=== TASK DESCRIPTION ===
Write out the items again, swapping "glass panel" for "window pane" and keeping every other part the same.

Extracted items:
_ _ _ _
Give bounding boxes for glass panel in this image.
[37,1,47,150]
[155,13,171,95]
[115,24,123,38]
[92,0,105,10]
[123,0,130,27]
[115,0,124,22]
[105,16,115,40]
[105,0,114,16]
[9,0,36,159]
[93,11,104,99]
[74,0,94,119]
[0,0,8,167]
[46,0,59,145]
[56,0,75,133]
_ _ _ _
=== RESULT ===
Give bounding boxes for window pane in this image.
[37,1,47,150]
[155,13,171,95]
[115,24,123,38]
[92,0,105,10]
[123,0,130,27]
[115,0,124,22]
[105,16,115,40]
[105,0,114,16]
[9,0,36,159]
[93,11,104,99]
[74,0,94,119]
[0,0,8,167]
[46,0,59,145]
[56,0,75,133]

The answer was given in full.